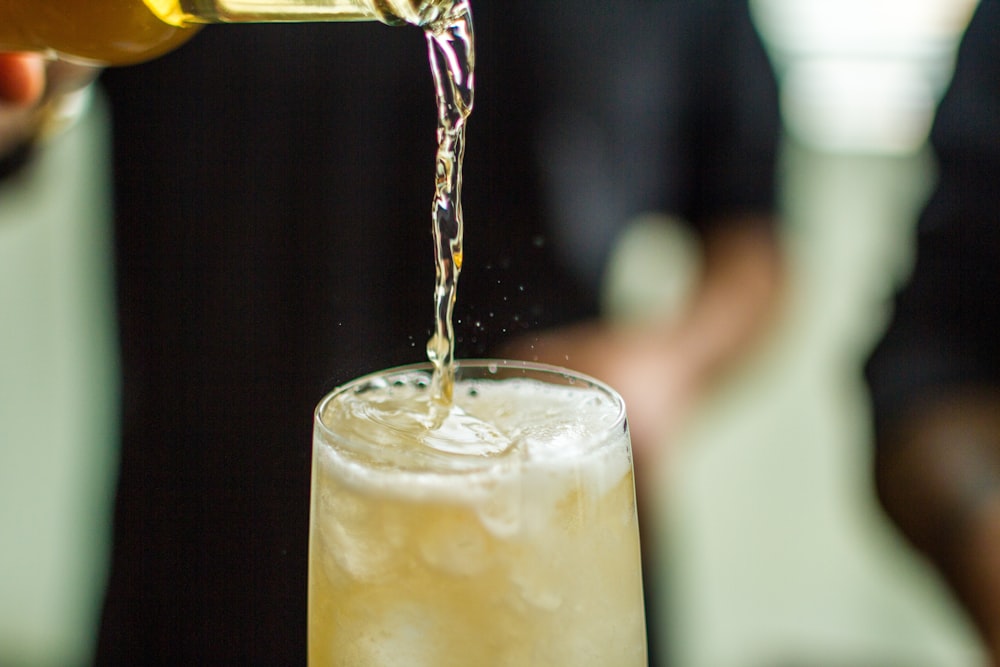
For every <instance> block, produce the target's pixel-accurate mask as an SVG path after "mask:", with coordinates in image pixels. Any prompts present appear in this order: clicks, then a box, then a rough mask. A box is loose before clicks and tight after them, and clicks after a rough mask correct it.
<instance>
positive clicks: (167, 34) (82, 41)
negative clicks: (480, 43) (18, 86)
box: [0, 0, 452, 65]
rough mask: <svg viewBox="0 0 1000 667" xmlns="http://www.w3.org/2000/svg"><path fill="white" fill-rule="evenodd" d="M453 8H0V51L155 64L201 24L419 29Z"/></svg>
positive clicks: (358, 5) (184, 0)
mask: <svg viewBox="0 0 1000 667" xmlns="http://www.w3.org/2000/svg"><path fill="white" fill-rule="evenodd" d="M451 4H452V0H0V51H36V52H44V53H47V54H50V55H53V56H59V57H62V58H65V59H68V60H73V61H77V62H84V63H90V64H96V65H127V64H132V63H138V62H142V61H144V60H149V59H151V58H155V57H157V56H160V55H162V54H164V53H166V52H168V51H170V50H172V49H175V48H177V47H178V46H180V45H181V44H183V43H184V42H186V41H187V40H188V39H190V38H191V37H192V36H193V35H194V34H195V32H197V28H198V27H199V26H200V25H203V24H206V23H270V22H296V21H382V22H383V23H387V24H390V25H398V24H402V23H412V24H416V25H424V24H427V23H431V22H433V21H434V20H436V19H437V18H439V17H440V16H441V15H442V14H443V12H444V11H445V10H446V8H447V7H448V6H450V5H451Z"/></svg>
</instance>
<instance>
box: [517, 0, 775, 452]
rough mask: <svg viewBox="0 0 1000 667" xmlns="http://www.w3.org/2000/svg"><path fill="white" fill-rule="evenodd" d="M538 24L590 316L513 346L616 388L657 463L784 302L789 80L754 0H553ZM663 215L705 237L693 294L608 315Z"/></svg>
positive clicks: (690, 293)
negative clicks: (645, 226) (612, 304)
mask: <svg viewBox="0 0 1000 667" xmlns="http://www.w3.org/2000/svg"><path fill="white" fill-rule="evenodd" d="M534 21H535V23H536V25H537V27H538V29H539V35H538V36H537V42H538V43H539V44H541V45H543V52H544V62H546V67H547V68H548V69H547V72H546V74H545V76H546V78H545V80H544V83H543V84H542V88H543V89H544V90H546V91H547V94H548V102H549V103H550V104H549V106H548V107H544V108H543V111H544V113H543V114H542V116H543V124H542V125H541V127H540V128H539V138H538V141H537V143H536V146H535V154H536V156H537V159H538V162H539V171H540V173H541V179H542V182H543V184H544V187H545V190H544V193H545V194H544V200H543V205H544V206H545V207H546V211H547V213H548V214H549V215H550V229H551V237H552V241H551V242H552V243H553V244H554V245H556V246H557V247H556V250H555V252H556V253H557V254H558V255H559V256H560V258H561V259H562V261H563V262H565V264H566V265H567V266H568V270H570V271H571V272H572V273H573V275H574V277H575V279H576V280H577V281H578V284H579V285H580V286H581V289H582V290H583V292H584V293H585V294H587V295H588V297H589V303H588V312H587V314H588V315H589V316H590V317H589V318H587V320H586V321H584V322H582V323H578V324H571V325H570V326H568V327H565V328H560V329H556V330H547V331H541V332H533V333H530V334H528V335H527V336H525V337H523V338H521V339H520V340H518V341H516V342H515V343H513V344H512V345H511V346H510V347H508V348H507V349H508V350H509V351H510V352H511V353H513V354H516V355H518V356H524V357H526V358H530V359H537V360H540V361H547V362H551V363H556V364H560V365H566V366H571V367H573V368H576V369H578V370H581V371H584V372H588V373H590V374H592V375H594V376H595V377H598V378H600V379H602V380H604V381H606V382H608V383H609V384H611V385H612V386H614V387H615V388H617V389H618V390H619V391H620V392H621V393H622V394H623V395H624V396H625V399H626V402H627V404H628V410H629V425H630V428H631V431H632V438H633V447H634V449H635V452H636V457H637V459H649V461H645V462H644V463H643V466H645V465H646V464H652V463H653V460H654V459H655V458H656V457H657V456H658V452H659V450H660V448H661V444H662V442H663V440H664V437H665V436H667V435H669V434H670V433H672V432H673V431H674V430H675V429H676V428H677V427H678V426H679V423H680V422H681V421H682V418H683V416H684V414H685V412H686V411H687V409H689V408H690V407H691V406H692V405H693V404H694V403H695V402H696V400H697V398H698V397H699V396H701V395H702V394H703V393H704V392H705V391H706V390H707V389H708V388H709V387H711V386H712V385H713V383H714V382H715V380H717V379H718V378H719V377H720V376H722V375H723V374H724V373H725V371H727V370H728V369H730V368H731V367H732V366H733V364H734V363H735V362H737V361H738V360H739V359H740V358H741V357H742V355H743V353H744V352H746V350H747V349H748V347H749V346H750V345H751V344H752V343H753V341H755V340H756V339H757V338H758V337H759V334H760V332H761V330H762V329H764V328H766V325H767V323H768V322H769V321H770V320H771V317H772V315H773V311H774V309H775V306H776V304H777V302H778V300H779V295H780V292H781V283H782V269H781V263H782V262H781V254H782V253H781V248H780V243H779V238H778V233H777V231H776V219H775V196H776V193H775V168H776V167H775V160H776V153H777V139H778V131H779V125H780V121H779V116H778V109H777V90H776V84H775V81H774V76H773V73H772V70H771V67H770V64H769V62H768V60H767V57H766V55H765V53H764V50H763V47H762V45H761V43H760V41H759V38H758V36H757V34H756V32H755V29H754V26H753V24H752V21H751V18H750V13H749V8H748V6H747V3H746V2H743V1H742V0H713V1H712V2H682V1H676V0H675V1H673V2H661V3H648V2H625V3H618V4H616V5H615V8H614V11H610V10H609V9H608V8H607V6H606V5H605V4H604V3H597V2H583V3H579V2H575V3H561V4H560V3H548V4H546V5H545V6H544V7H542V8H539V9H538V10H537V11H536V16H535V18H534ZM651 213H654V214H661V215H662V214H666V215H669V216H670V217H672V218H673V219H675V220H676V219H679V220H680V221H683V222H686V224H688V225H689V227H690V228H691V229H692V230H693V231H694V232H695V233H696V237H697V238H698V239H699V243H698V250H697V252H698V254H699V256H700V257H699V261H698V262H697V265H698V266H699V267H700V271H699V274H698V276H697V278H696V281H695V285H694V286H693V288H692V289H691V293H690V296H689V298H688V299H687V301H686V303H684V304H683V307H682V309H681V312H680V313H663V314H660V317H656V316H655V314H656V312H655V309H656V308H657V307H658V306H659V305H660V304H651V305H650V310H652V311H653V313H654V316H649V317H645V318H640V322H639V323H635V322H627V323H620V322H615V321H612V319H611V318H609V317H600V315H601V313H600V312H599V311H600V309H601V304H600V303H599V300H600V290H601V282H602V280H603V279H604V278H606V275H605V273H606V271H607V263H608V260H609V256H610V255H611V254H612V249H613V247H614V245H615V242H616V241H618V240H619V239H620V238H621V237H622V236H623V235H624V234H625V233H626V232H627V230H628V228H629V225H630V223H634V222H636V221H637V220H642V219H644V216H646V215H647V214H651ZM637 467H638V466H637Z"/></svg>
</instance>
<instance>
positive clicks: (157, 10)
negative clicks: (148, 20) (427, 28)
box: [144, 0, 451, 26]
mask: <svg viewBox="0 0 1000 667" xmlns="http://www.w3.org/2000/svg"><path fill="white" fill-rule="evenodd" d="M144 2H145V3H146V5H147V6H149V8H150V9H152V10H153V11H154V12H155V13H156V14H157V15H158V16H159V17H160V19H161V20H163V21H165V22H167V23H169V24H171V25H177V26H183V25H190V24H192V23H195V24H197V23H279V22H287V23H294V22H312V21H317V22H319V21H381V22H382V23H387V24H390V25H397V24H402V23H413V24H417V25H422V24H425V23H428V22H431V21H433V20H435V19H436V18H438V17H439V16H440V15H441V14H442V11H441V7H446V6H448V5H450V4H451V0H144Z"/></svg>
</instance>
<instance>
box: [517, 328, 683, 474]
mask: <svg viewBox="0 0 1000 667" xmlns="http://www.w3.org/2000/svg"><path fill="white" fill-rule="evenodd" d="M681 347H682V346H681V345H680V342H679V341H678V340H677V339H676V338H675V337H674V336H673V335H672V332H671V330H670V328H669V327H664V326H653V325H649V326H635V327H617V326H613V325H610V324H606V323H602V322H599V321H593V322H585V323H582V324H576V325H572V326H568V327H564V328H561V329H555V330H551V331H545V332H542V333H540V334H537V335H534V336H528V337H526V338H523V339H520V340H517V341H515V342H513V343H512V344H510V345H508V346H507V347H506V348H505V349H504V350H502V351H501V354H502V355H503V356H504V357H507V358H516V359H524V360H528V361H538V362H542V363H548V364H553V365H556V366H563V367H566V368H572V369H573V370H576V371H579V372H581V373H585V374H587V375H590V376H592V377H594V378H597V379H598V380H601V381H602V382H605V383H607V384H608V385H610V386H611V387H612V388H614V389H615V390H616V391H618V393H620V394H621V395H622V398H623V399H624V400H625V407H626V411H627V414H628V422H629V430H630V432H631V437H632V451H633V455H634V457H635V459H636V462H637V463H636V466H635V468H636V471H637V473H638V472H639V471H643V470H655V469H656V467H657V466H656V465H655V464H656V463H658V462H659V461H660V460H661V458H662V457H663V456H664V455H665V453H666V447H665V444H666V442H667V441H668V440H669V439H670V436H671V435H672V434H673V433H674V432H676V430H677V429H678V428H679V427H680V426H681V425H682V423H683V421H684V417H685V416H686V414H687V412H688V411H689V410H690V409H691V408H692V407H693V405H694V404H695V403H696V401H697V398H698V396H699V395H700V393H701V391H702V387H701V384H702V376H701V374H700V373H699V372H698V369H697V368H696V367H694V366H693V365H692V364H690V363H688V362H689V360H690V356H689V355H685V354H684V353H683V350H682V349H681Z"/></svg>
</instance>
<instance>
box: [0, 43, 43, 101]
mask: <svg viewBox="0 0 1000 667" xmlns="http://www.w3.org/2000/svg"><path fill="white" fill-rule="evenodd" d="M44 92H45V61H44V60H43V59H42V58H41V57H40V56H37V55H33V54H27V53H0V103H7V104H13V105H16V106H23V107H27V106H31V105H33V104H35V103H37V102H38V101H39V100H40V99H41V97H42V94H43V93H44Z"/></svg>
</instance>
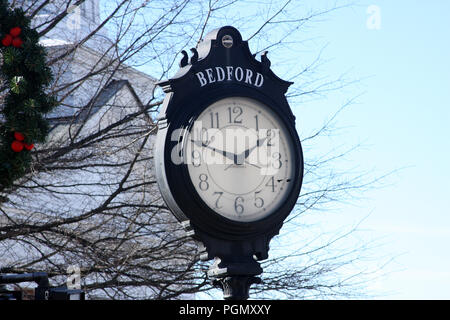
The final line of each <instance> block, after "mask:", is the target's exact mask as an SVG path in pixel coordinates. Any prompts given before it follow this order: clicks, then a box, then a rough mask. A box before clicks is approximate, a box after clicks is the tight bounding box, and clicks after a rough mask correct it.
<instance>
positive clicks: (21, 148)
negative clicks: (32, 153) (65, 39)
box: [11, 140, 23, 152]
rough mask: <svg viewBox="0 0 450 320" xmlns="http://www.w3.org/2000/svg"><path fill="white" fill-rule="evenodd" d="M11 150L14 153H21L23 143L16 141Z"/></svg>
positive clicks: (14, 143)
mask: <svg viewBox="0 0 450 320" xmlns="http://www.w3.org/2000/svg"><path fill="white" fill-rule="evenodd" d="M11 149H12V150H13V151H14V152H20V151H22V150H23V142H22V141H17V140H14V141H13V143H11Z"/></svg>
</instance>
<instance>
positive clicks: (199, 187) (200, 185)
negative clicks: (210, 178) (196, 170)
mask: <svg viewBox="0 0 450 320" xmlns="http://www.w3.org/2000/svg"><path fill="white" fill-rule="evenodd" d="M198 178H199V179H200V182H199V183H198V187H199V188H200V190H202V191H206V190H208V188H209V183H208V176H207V175H206V174H204V173H202V174H201V175H199V176H198Z"/></svg>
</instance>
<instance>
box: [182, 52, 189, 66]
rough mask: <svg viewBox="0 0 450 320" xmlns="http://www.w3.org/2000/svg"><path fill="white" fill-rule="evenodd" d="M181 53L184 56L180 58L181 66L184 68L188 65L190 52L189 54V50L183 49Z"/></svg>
mask: <svg viewBox="0 0 450 320" xmlns="http://www.w3.org/2000/svg"><path fill="white" fill-rule="evenodd" d="M181 54H182V55H183V58H181V60H180V67H181V68H183V67H185V66H187V65H188V58H189V57H188V54H187V52H186V51H184V50H183V51H181Z"/></svg>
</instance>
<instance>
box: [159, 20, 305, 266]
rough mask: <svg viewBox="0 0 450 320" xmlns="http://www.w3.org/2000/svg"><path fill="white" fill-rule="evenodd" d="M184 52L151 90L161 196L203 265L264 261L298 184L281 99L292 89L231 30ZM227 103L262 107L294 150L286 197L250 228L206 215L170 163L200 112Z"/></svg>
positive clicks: (182, 173)
mask: <svg viewBox="0 0 450 320" xmlns="http://www.w3.org/2000/svg"><path fill="white" fill-rule="evenodd" d="M191 51H192V56H191V57H188V55H187V53H186V52H184V51H183V52H182V53H183V58H182V60H181V62H180V69H179V70H178V72H177V73H176V75H175V76H174V77H173V78H171V79H168V80H165V81H161V82H159V83H158V85H159V86H161V87H162V88H163V90H164V92H165V93H166V96H165V99H164V102H163V106H162V108H161V111H160V114H159V117H158V134H157V141H156V152H155V168H156V177H157V182H158V186H159V188H160V191H161V195H162V197H163V199H164V200H165V202H166V204H167V206H168V208H169V209H170V210H171V211H172V213H173V214H174V215H175V216H176V218H177V219H178V220H179V221H180V222H181V223H182V224H183V226H184V227H185V228H186V230H187V231H188V232H189V234H190V235H192V236H193V237H194V238H196V239H197V240H200V241H201V242H202V243H203V244H204V246H205V252H204V254H203V256H202V258H203V259H212V258H220V259H222V261H225V260H226V261H232V262H233V263H239V262H240V261H247V262H248V261H250V260H251V259H253V258H256V259H257V260H262V259H266V258H267V257H268V249H269V241H270V239H271V238H272V237H273V236H274V235H276V234H278V232H279V230H280V228H281V226H282V224H283V221H284V220H285V219H286V217H287V216H288V215H289V213H290V212H291V211H292V210H293V208H294V206H295V204H296V202H297V199H298V196H299V193H300V188H301V184H302V179H303V154H302V149H301V144H300V140H299V137H298V134H297V131H296V129H295V117H294V115H293V113H292V111H291V108H290V107H289V104H288V102H287V99H286V97H285V93H286V91H287V89H288V87H289V86H290V85H291V84H292V83H291V82H288V81H284V80H282V79H280V78H279V77H277V76H276V75H275V74H274V73H273V72H272V70H271V69H270V61H269V59H268V58H267V54H266V52H265V53H263V54H262V55H261V61H258V60H256V59H255V56H254V55H252V54H251V52H250V50H249V47H248V43H247V41H243V40H242V36H241V34H240V33H239V31H238V30H237V29H235V28H234V27H231V26H226V27H222V28H219V29H216V30H213V31H211V32H210V33H208V34H207V35H206V37H205V39H204V40H203V41H202V42H200V43H199V45H198V46H197V48H196V49H191ZM227 97H245V98H251V99H254V100H256V101H259V102H261V103H263V104H265V105H267V106H268V107H270V108H271V109H272V110H273V111H274V112H275V113H276V114H277V115H278V116H279V117H280V118H281V120H282V121H283V123H284V124H285V126H286V128H287V129H288V131H289V134H290V138H291V140H292V142H293V144H294V149H295V155H294V158H295V164H296V165H295V170H294V171H295V174H294V176H295V179H294V181H293V187H292V188H291V192H290V194H289V195H288V197H287V199H286V201H284V203H283V204H282V205H281V207H279V208H278V209H277V210H276V211H275V212H273V213H272V214H271V215H269V216H267V217H265V218H263V219H260V220H257V221H252V222H240V221H232V220H230V219H227V218H225V217H223V216H221V215H219V214H217V213H216V212H214V211H213V210H212V209H211V208H209V207H208V206H207V205H206V204H205V203H204V202H203V201H202V199H201V198H200V196H199V195H198V194H197V191H196V190H195V188H194V186H193V185H192V182H191V180H190V177H189V174H188V168H187V165H186V164H185V163H180V164H175V163H174V162H173V161H172V160H171V155H172V152H173V150H177V148H178V149H179V152H180V155H181V153H182V150H183V143H184V142H183V141H186V133H187V132H188V131H189V129H190V127H191V126H192V125H193V123H194V121H195V119H196V118H197V117H198V116H199V115H200V113H201V112H202V111H203V110H204V109H205V108H207V107H208V106H209V105H211V104H212V103H214V102H216V101H218V100H220V99H223V98H227ZM180 129H186V130H180ZM181 156H182V155H181ZM249 259H250V260H249Z"/></svg>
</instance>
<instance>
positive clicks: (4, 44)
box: [2, 34, 13, 47]
mask: <svg viewBox="0 0 450 320" xmlns="http://www.w3.org/2000/svg"><path fill="white" fill-rule="evenodd" d="M12 40H13V37H12V36H11V35H10V34H7V35H6V36H4V37H3V39H2V45H4V46H5V47H9V46H10V45H11V43H12Z"/></svg>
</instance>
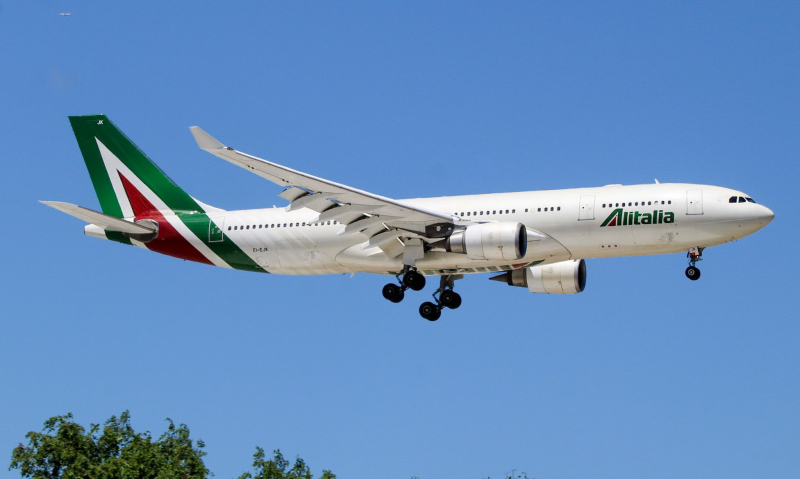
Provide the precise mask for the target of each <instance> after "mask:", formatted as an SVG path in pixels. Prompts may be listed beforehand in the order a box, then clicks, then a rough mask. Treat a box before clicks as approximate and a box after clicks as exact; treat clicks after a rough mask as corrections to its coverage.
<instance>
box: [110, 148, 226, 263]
mask: <svg viewBox="0 0 800 479" xmlns="http://www.w3.org/2000/svg"><path fill="white" fill-rule="evenodd" d="M95 140H96V141H97V145H98V147H99V148H100V153H101V155H102V156H103V163H104V164H105V165H106V170H107V171H108V176H109V178H111V183H112V184H113V185H114V192H115V193H116V194H117V199H118V200H120V206H122V205H123V204H124V205H126V206H127V208H128V209H129V210H130V216H129V217H130V218H133V217H134V214H133V208H132V207H131V204H130V201H129V200H128V194H127V193H125V188H124V187H123V186H122V180H120V179H119V175H120V173H121V174H122V175H123V176H125V179H127V180H128V181H130V183H131V185H133V187H134V188H136V189H137V190H139V192H141V193H142V195H144V197H145V198H147V201H149V202H150V203H151V204H152V205H153V206H155V207H156V209H157V210H158V211H159V212H161V214H162V215H164V218H165V219H166V220H167V221H168V222H169V224H171V225H172V227H173V228H175V229H176V230H177V231H178V233H180V234H181V236H183V238H184V239H185V240H186V241H188V242H189V244H191V245H192V246H193V247H194V248H195V249H197V251H199V252H200V253H201V254H202V255H203V256H205V257H206V259H208V260H209V261H211V263H212V264H214V266H219V267H221V268H231V265H229V264H228V263H226V262H225V261H224V260H223V259H222V258H220V257H219V256H217V254H216V253H214V252H213V251H211V248H209V247H208V245H206V244H205V243H203V241H202V240H201V239H200V238H198V237H197V235H195V234H194V233H192V230H190V229H189V227H188V226H186V225H185V224H183V221H181V220H180V219H179V218H178V217H177V216H175V212H174V211H172V210H171V209H170V208H169V207H168V206H167V204H166V203H164V202H163V201H162V200H161V198H159V197H158V195H156V194H155V193H154V192H153V190H151V189H150V188H148V187H147V185H145V184H144V182H142V180H140V179H139V177H138V176H136V175H135V174H134V173H133V172H132V171H131V170H130V168H128V167H127V166H125V164H124V163H122V161H121V160H120V159H119V158H117V157H116V155H114V153H112V152H111V150H109V149H108V148H106V146H105V145H104V144H103V143H102V142H101V141H100V140H98V139H97V138H95ZM117 184H119V188H120V190H117ZM120 191H121V195H122V196H120ZM123 200H124V201H123ZM122 211H123V214H126V215H127V214H128V213H126V211H125V209H124V207H123V210H122ZM137 246H139V245H137ZM144 246H145V247H147V245H144Z"/></svg>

(Directions for this task): Report every line in the items above that contains the string "negative", copying each such line in full.

(Response):
negative clicks: (480, 43) (18, 86)
negative clicks: (645, 226) (612, 304)
negative clicks: (148, 20) (427, 28)
negative clicks: (32, 153) (65, 39)
negative clicks: (210, 178) (196, 170)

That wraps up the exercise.